_TASK STATEMENT_
Return each line of the listing below as a JSON list of strings, one string per line, with blank lines omitted. Leave the pictures out.
┌────────
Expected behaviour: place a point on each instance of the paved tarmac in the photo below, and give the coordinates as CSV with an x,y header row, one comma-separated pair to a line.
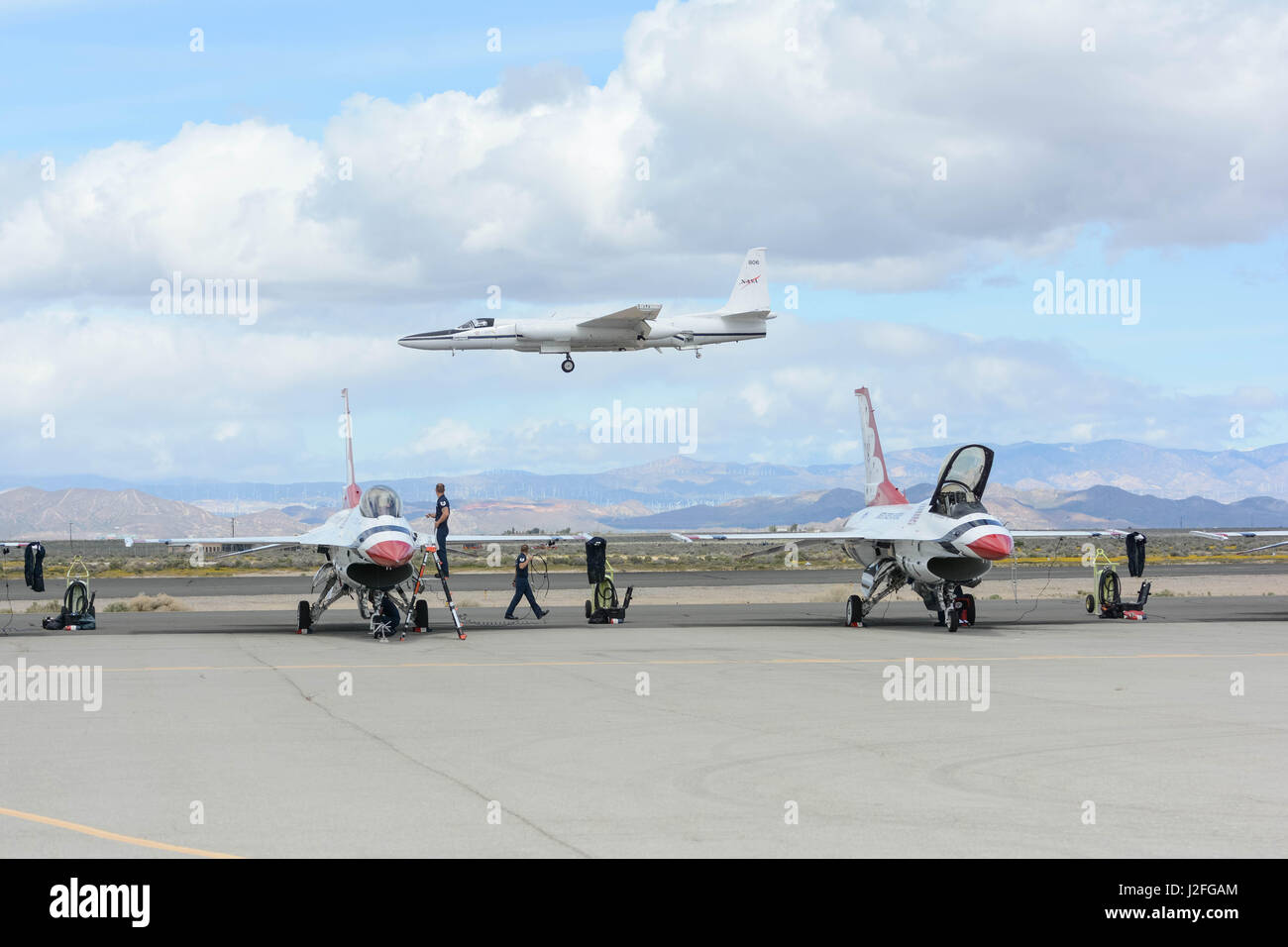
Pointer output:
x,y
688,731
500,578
└────────
_RESULT OF THE TASK_
[
  "Expected behaviour: place a point on each instance of the paved tarmac in the photo below, and give the coordinates as CSV with an x,y header row, one comma-separated pair to a line.",
  "Pointer output:",
  "x,y",
  "688,731",
  "500,578"
]